Page text below:

Finally, let me return to where I started. I mentioned that the consequences of whether we win the fight against crime and drugs fall most heavily on the poorest and most vulnerable Texans. At the Court, we see this most vividly in cases where the State is attempting to terminate the legal bond between a parent and a child. In nearly all those cases, families have been damaged or destroyed by drugs, often methamphetamine. If there’s one thing you could do to help these families, it would be to help law enforcement win the war on hard drugs like meth. But innocent children are always the victims in these cases. And it’s tempting when we see children in these circumstances to want them removed from their failing parents as soon as possible, for their protection.
But we have to remember this—just as surely as God made those precious children, God also made that family. Using the coercive power of the State to take children from their God-given parents—to destroy a family—should never be our first instinct. It should ALWAYS be our very last resort. I want to thank the Legislature for requiring DFPS to keep more families together. Senator Kolkhorst, Representative Dutton, and others have been leaders on this, and I urge you to continue those efforts this Session.

End of Page text.

=== Aim of the exercise ===
Translate this sentence from the passage on drugs and family separation into Spanish: "In nearly all those cases, families have been damaged or destroyed by drugs, often methamphetamine."

Record set below:

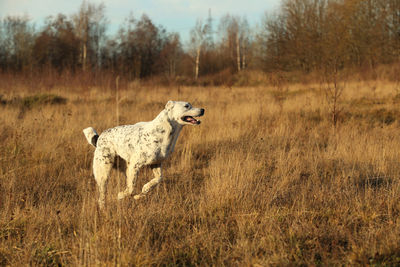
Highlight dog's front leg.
[133,164,162,200]
[118,164,141,200]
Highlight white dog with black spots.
[83,101,204,208]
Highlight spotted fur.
[83,101,204,208]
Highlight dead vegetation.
[0,81,400,266]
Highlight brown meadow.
[0,81,400,266]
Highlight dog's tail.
[83,127,99,147]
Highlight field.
[0,81,400,266]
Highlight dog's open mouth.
[182,116,201,124]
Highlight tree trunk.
[82,43,86,71]
[194,45,201,80]
[236,33,241,72]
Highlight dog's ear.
[165,100,174,110]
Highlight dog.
[83,101,204,209]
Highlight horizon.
[0,0,281,43]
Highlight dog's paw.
[118,192,126,200]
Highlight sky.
[0,0,281,41]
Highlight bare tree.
[73,0,107,71]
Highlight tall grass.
[0,81,400,266]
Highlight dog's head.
[165,100,204,125]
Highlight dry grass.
[0,81,400,266]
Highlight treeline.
[0,0,400,86]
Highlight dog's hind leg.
[134,164,163,199]
[93,149,114,209]
[118,163,142,200]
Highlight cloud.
[0,0,281,39]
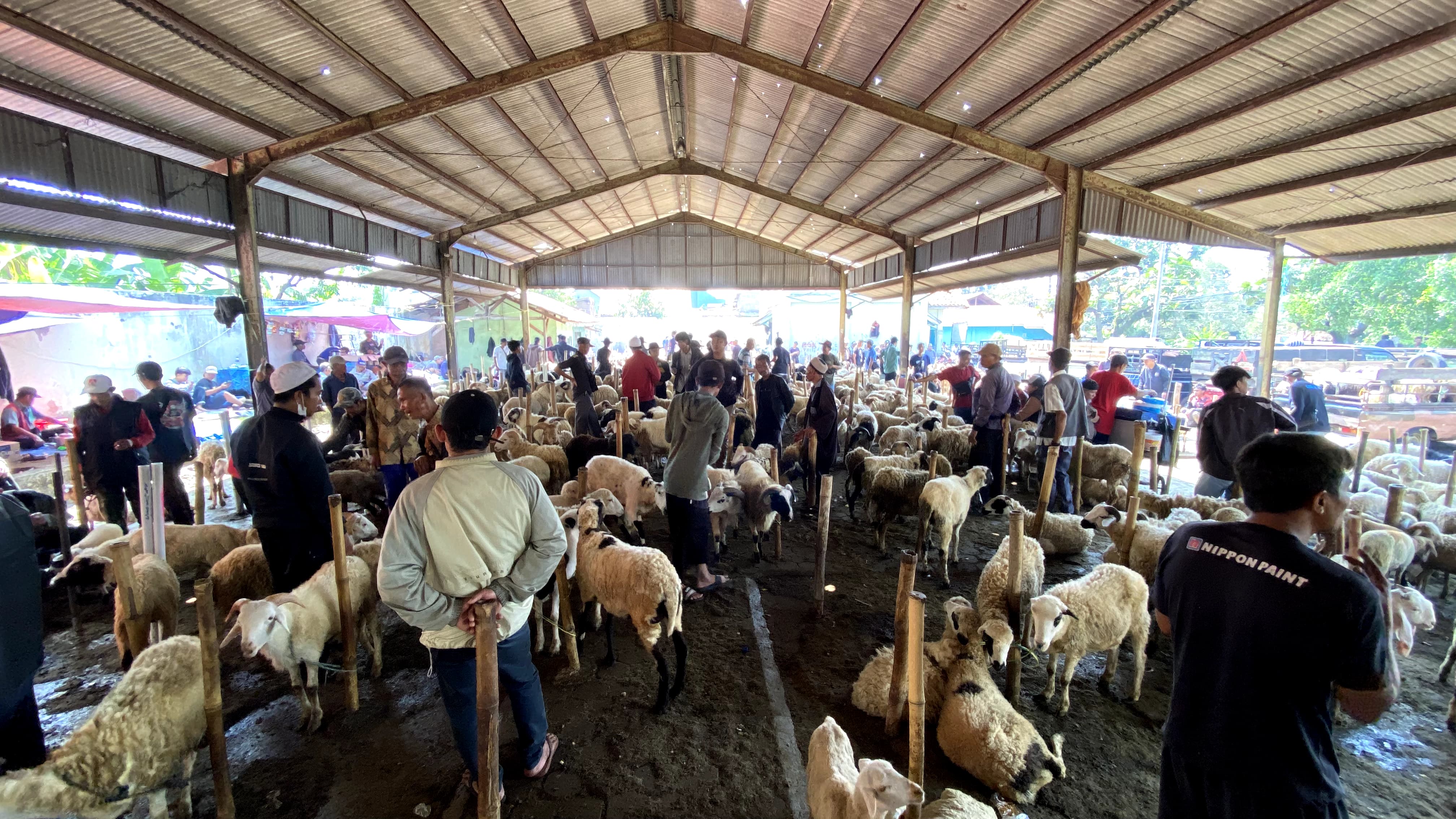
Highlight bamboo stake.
[1006,507,1027,707]
[814,475,834,616]
[51,452,82,627]
[329,495,360,711]
[904,592,926,819]
[192,577,236,819]
[556,555,581,678]
[1350,430,1369,489]
[885,551,916,736]
[769,446,783,561]
[1127,421,1147,498]
[1384,484,1405,526]
[1072,436,1088,515]
[474,602,501,819]
[1031,445,1061,538]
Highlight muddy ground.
[38,474,1456,819]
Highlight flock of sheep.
[8,364,1456,819]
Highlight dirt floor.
[38,474,1456,819]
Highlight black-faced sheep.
[1031,563,1150,717]
[0,637,207,819]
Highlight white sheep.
[935,650,1067,805]
[849,598,982,724]
[986,495,1092,555]
[975,535,1047,669]
[577,519,687,714]
[221,557,383,733]
[51,538,182,670]
[1031,563,1150,717]
[805,717,924,819]
[916,466,990,589]
[0,637,207,819]
[738,460,793,561]
[1082,503,1172,584]
[585,455,667,541]
[130,523,258,574]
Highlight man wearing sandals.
[378,389,566,793]
[663,359,728,601]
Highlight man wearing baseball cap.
[364,345,419,508]
[137,361,196,526]
[233,361,333,595]
[0,386,67,449]
[76,374,156,529]
[622,335,661,412]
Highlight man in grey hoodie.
[663,359,729,601]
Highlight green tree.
[1287,255,1456,347]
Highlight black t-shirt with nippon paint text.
[1153,522,1389,805]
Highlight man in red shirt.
[622,335,659,412]
[1088,353,1150,443]
[917,344,980,424]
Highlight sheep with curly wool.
[221,557,384,733]
[805,717,924,819]
[585,455,667,542]
[975,535,1047,669]
[935,640,1067,805]
[51,538,182,670]
[986,495,1092,555]
[849,598,982,724]
[1031,563,1150,717]
[916,466,990,580]
[577,504,687,714]
[0,637,207,819]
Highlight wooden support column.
[1051,165,1082,347]
[1255,239,1284,398]
[440,242,457,382]
[227,162,268,372]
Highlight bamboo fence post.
[65,439,88,526]
[904,592,924,819]
[1072,436,1086,515]
[556,555,581,678]
[1006,507,1027,707]
[885,551,916,736]
[51,452,82,637]
[1031,445,1061,538]
[192,577,236,819]
[1350,430,1369,489]
[474,603,501,819]
[329,495,360,711]
[192,460,207,526]
[814,475,834,616]
[769,446,783,561]
[1384,484,1405,526]
[1127,421,1147,498]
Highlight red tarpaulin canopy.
[0,283,213,313]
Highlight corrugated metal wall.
[526,221,838,290]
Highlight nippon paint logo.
[1188,538,1309,589]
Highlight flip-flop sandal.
[526,733,560,780]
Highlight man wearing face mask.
[233,361,333,593]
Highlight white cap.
[82,374,110,395]
[268,361,319,392]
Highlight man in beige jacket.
[378,389,566,781]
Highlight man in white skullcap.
[233,361,333,593]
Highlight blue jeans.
[378,463,419,508]
[1037,446,1076,513]
[429,625,550,781]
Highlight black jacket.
[1198,392,1294,481]
[233,407,333,530]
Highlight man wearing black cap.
[137,361,196,526]
[556,337,601,437]
[233,361,333,593]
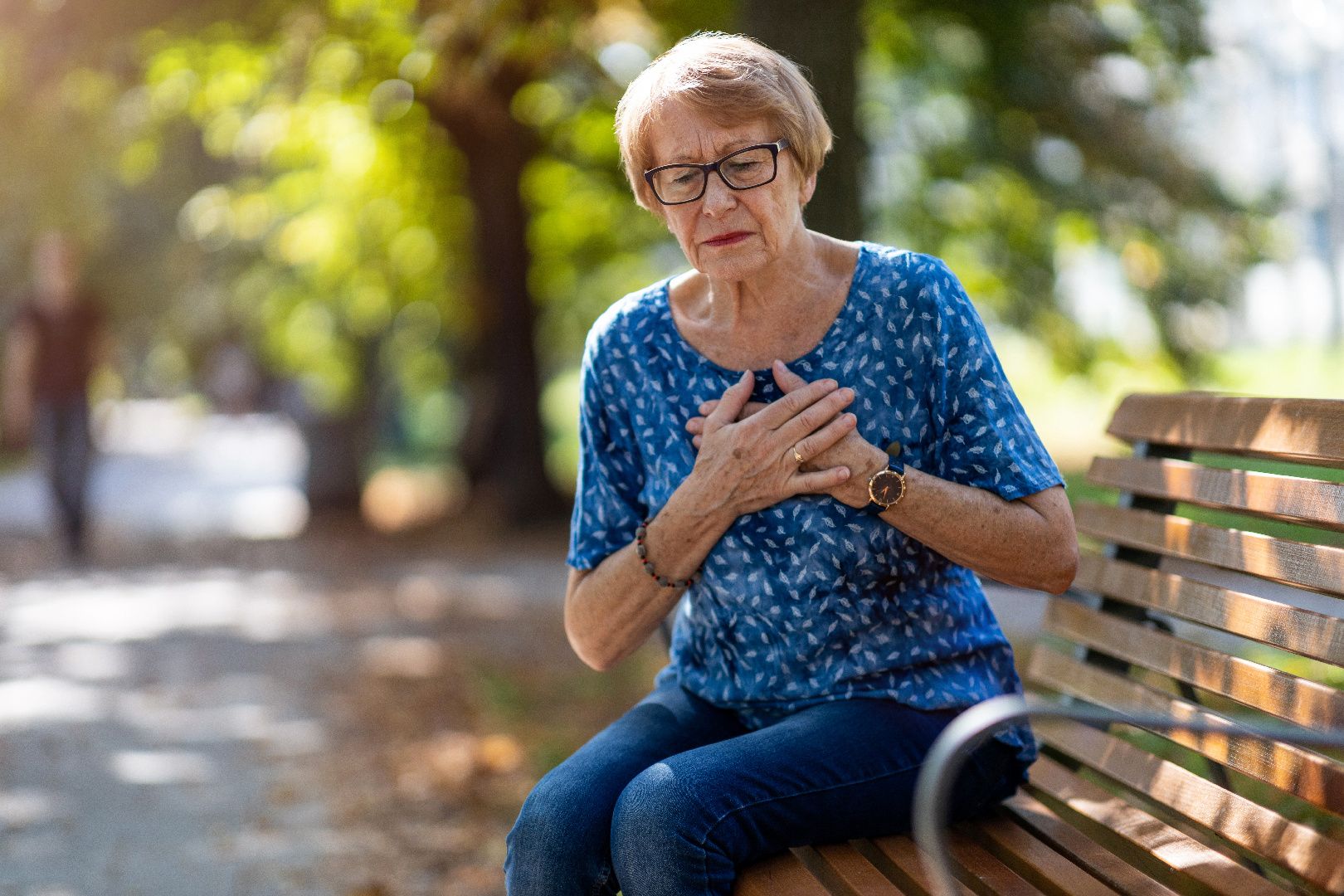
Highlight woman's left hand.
[685,362,887,508]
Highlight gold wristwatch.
[863,454,906,516]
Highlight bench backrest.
[1025,392,1344,896]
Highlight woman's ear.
[798,173,817,206]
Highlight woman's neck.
[696,230,836,334]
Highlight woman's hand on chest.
[685,362,887,508]
[684,371,856,516]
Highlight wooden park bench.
[737,392,1344,896]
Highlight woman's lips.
[704,230,752,246]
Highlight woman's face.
[650,102,816,280]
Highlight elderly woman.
[505,33,1077,896]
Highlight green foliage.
[131,0,470,414]
[860,0,1266,373]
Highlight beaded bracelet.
[635,520,700,588]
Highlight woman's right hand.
[691,371,856,516]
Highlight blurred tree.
[741,0,869,239]
[860,0,1274,373]
[0,0,1273,520]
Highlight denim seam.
[658,763,923,892]
[688,762,1005,892]
[589,865,613,896]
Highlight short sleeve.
[566,337,648,570]
[925,260,1063,501]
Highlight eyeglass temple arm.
[913,694,1344,896]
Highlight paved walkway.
[0,405,1042,896]
[0,521,563,896]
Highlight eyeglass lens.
[652,146,774,202]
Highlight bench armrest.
[913,694,1344,896]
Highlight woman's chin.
[694,247,770,280]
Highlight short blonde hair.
[616,31,832,211]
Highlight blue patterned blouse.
[567,243,1063,774]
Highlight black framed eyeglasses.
[644,139,789,206]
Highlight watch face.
[872,470,903,504]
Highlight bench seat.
[737,392,1344,896]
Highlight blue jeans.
[504,684,1021,896]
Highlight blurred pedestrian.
[4,231,110,559]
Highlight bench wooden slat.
[733,852,850,896]
[964,814,1123,896]
[793,844,906,896]
[947,830,1045,896]
[1074,504,1344,595]
[1027,645,1344,813]
[1088,457,1344,531]
[1074,553,1344,665]
[1040,720,1344,892]
[1003,790,1177,896]
[1028,757,1288,896]
[1106,392,1344,466]
[1045,598,1344,728]
[852,835,977,896]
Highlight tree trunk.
[741,0,869,239]
[427,93,570,523]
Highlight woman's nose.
[700,174,738,217]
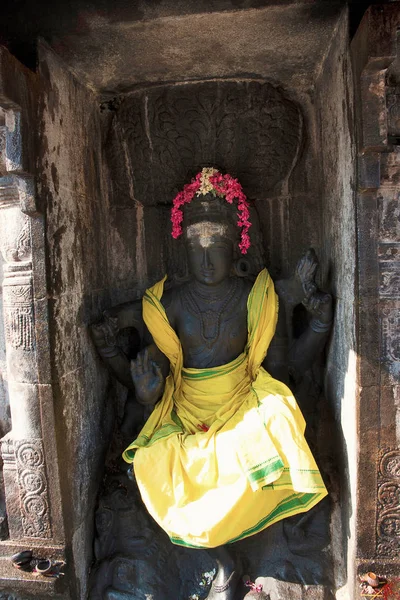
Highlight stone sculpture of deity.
[93,168,332,600]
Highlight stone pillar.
[0,177,51,539]
[352,2,400,577]
[0,47,64,568]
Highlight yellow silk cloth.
[123,269,327,548]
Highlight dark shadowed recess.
[0,0,390,69]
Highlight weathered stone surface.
[245,577,333,600]
[353,3,400,592]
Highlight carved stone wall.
[353,2,400,588]
[0,48,63,591]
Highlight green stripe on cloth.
[182,354,247,380]
[247,457,283,482]
[170,493,326,548]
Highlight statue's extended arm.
[263,303,289,384]
[268,249,333,381]
[289,292,332,374]
[91,300,169,407]
[91,314,134,390]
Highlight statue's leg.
[207,546,240,600]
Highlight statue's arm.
[275,249,333,377]
[263,295,289,384]
[90,306,138,390]
[289,291,333,375]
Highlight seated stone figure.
[92,169,332,600]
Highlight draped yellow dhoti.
[123,269,327,548]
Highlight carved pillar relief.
[0,49,59,544]
[354,8,400,573]
[0,176,51,539]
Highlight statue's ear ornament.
[171,167,251,254]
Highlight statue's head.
[171,168,250,284]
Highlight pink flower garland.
[171,169,251,254]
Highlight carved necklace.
[183,278,238,348]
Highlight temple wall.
[315,9,357,598]
[0,256,11,437]
[38,46,113,598]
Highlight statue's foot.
[206,569,240,600]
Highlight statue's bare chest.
[175,279,248,369]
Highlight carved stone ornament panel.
[376,450,400,558]
[3,282,35,352]
[14,439,51,538]
[106,81,302,205]
[382,309,400,363]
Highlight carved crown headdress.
[171,167,251,254]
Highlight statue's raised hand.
[131,348,164,405]
[303,290,333,325]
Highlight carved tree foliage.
[106,81,302,205]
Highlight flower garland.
[171,168,251,254]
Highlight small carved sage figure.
[94,168,332,600]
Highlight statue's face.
[185,221,233,285]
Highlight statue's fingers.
[151,361,164,381]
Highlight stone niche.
[0,0,399,600]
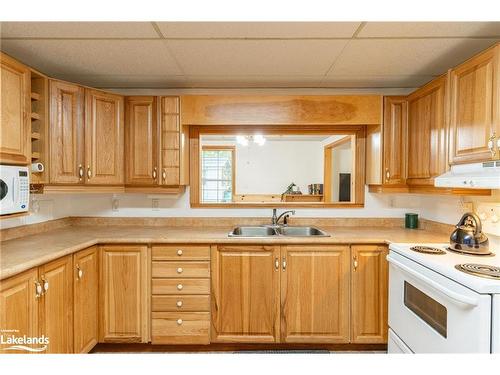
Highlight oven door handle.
[387,255,479,307]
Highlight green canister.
[405,213,418,229]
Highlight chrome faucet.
[271,208,295,226]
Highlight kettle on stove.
[450,212,491,255]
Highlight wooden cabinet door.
[85,89,125,185]
[0,268,39,353]
[160,96,181,185]
[73,246,99,353]
[281,245,350,343]
[450,45,500,164]
[125,96,160,186]
[0,53,31,164]
[211,246,280,343]
[99,245,150,342]
[382,96,407,185]
[351,245,388,344]
[406,75,448,185]
[38,255,73,353]
[49,80,85,184]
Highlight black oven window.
[404,281,448,338]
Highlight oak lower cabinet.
[351,245,388,343]
[0,268,39,353]
[38,255,73,353]
[73,246,99,353]
[382,96,408,185]
[280,245,350,343]
[0,53,31,164]
[211,245,281,343]
[151,244,210,345]
[406,75,448,185]
[99,245,150,342]
[450,44,500,164]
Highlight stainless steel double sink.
[228,225,330,238]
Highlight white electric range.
[387,243,500,353]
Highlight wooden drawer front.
[151,262,210,278]
[152,245,210,261]
[151,312,210,344]
[151,295,210,312]
[152,279,210,294]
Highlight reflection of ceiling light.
[253,134,266,146]
[236,134,266,146]
[236,135,248,146]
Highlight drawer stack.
[151,245,210,344]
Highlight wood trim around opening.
[189,125,366,208]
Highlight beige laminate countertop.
[0,225,448,280]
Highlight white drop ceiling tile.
[321,75,435,88]
[157,22,361,38]
[184,76,323,88]
[329,39,496,76]
[0,22,160,38]
[358,22,500,38]
[167,40,346,76]
[1,39,182,77]
[58,75,185,89]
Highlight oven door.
[387,251,491,353]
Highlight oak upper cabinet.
[125,96,160,186]
[85,89,125,185]
[0,268,40,353]
[73,246,99,353]
[351,245,388,344]
[280,245,350,343]
[382,96,407,185]
[406,75,448,185]
[211,245,281,343]
[0,52,31,164]
[160,96,182,185]
[49,80,85,184]
[450,44,500,164]
[38,255,73,353]
[99,245,150,342]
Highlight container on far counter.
[405,213,418,229]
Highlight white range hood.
[434,161,500,189]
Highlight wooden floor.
[91,344,387,354]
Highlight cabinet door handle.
[35,280,43,298]
[76,264,83,280]
[78,164,83,181]
[42,276,49,294]
[488,132,500,156]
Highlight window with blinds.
[201,146,234,203]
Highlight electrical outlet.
[151,198,160,211]
[111,197,120,212]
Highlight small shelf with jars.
[30,70,49,185]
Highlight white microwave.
[0,165,30,215]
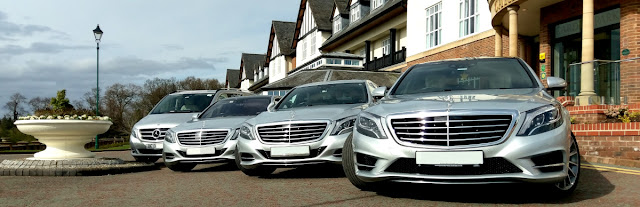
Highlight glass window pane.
[469,17,475,33]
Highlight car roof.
[416,56,519,65]
[296,80,367,88]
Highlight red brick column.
[620,0,640,103]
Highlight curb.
[581,155,640,168]
[0,158,159,176]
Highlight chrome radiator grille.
[139,128,169,141]
[390,115,513,147]
[258,122,328,143]
[178,130,228,146]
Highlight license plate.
[271,146,309,157]
[187,147,216,155]
[146,143,162,149]
[416,151,484,165]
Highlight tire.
[549,133,580,197]
[164,162,196,172]
[342,134,378,191]
[133,157,160,163]
[235,147,276,176]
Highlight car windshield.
[200,97,271,119]
[151,93,215,114]
[391,59,537,95]
[278,83,368,109]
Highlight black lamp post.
[93,24,102,149]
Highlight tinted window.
[151,93,214,114]
[278,83,368,109]
[200,97,271,119]
[392,59,537,95]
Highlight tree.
[4,93,27,120]
[82,88,104,114]
[139,78,178,112]
[178,76,223,90]
[50,89,73,112]
[29,97,51,114]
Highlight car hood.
[134,113,197,128]
[367,89,557,116]
[247,104,367,125]
[171,116,253,132]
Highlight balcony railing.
[558,58,640,105]
[364,47,407,70]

End of Record set.

=== Answer section ===
En casi todos esos casos, las familias han sido dañadas o destruidas por las drogas, a menudo por la metanfetamina.